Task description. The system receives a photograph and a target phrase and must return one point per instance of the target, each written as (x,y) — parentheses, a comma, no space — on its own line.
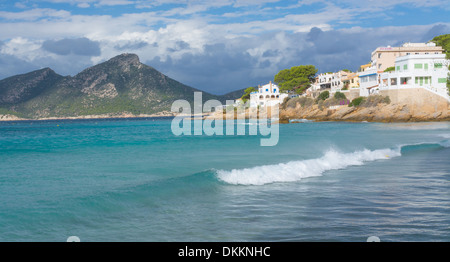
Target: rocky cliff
(382,112)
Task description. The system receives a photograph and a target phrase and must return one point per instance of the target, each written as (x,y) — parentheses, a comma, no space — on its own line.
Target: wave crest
(297,170)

+-------+

▶ INSTRUCTIONS TO FOLLOW
Copy the listing above exactly, minus the pictures.

▶ WRITTEN ANSWER
Task description. The system receives a photograph and a target phrase and must return one point per instance of the target, each written as (x,y) — parentheses, a comma, no space — on its own line.
Target: rocky cliff
(382,112)
Task description. The system receives a photograph and a target phrase and must return one point per instance of the target, each written as (x,y) — parentheses, a comma, no space — on its own line.
Target: wave crest
(297,170)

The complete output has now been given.